→ **Dataset excerpts**
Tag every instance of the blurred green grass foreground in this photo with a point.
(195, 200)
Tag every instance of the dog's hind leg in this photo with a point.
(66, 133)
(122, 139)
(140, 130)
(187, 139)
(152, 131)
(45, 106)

→ **Do this**
Nothing but the lines from the one with "Tag every instance of the dog's" through the end of the data above should be repeated, each exactly as it stands.

→ **Answer to the task**
Tag every instance of the dog's hind leg in this photo with a point.
(66, 133)
(122, 139)
(140, 130)
(187, 139)
(152, 131)
(45, 106)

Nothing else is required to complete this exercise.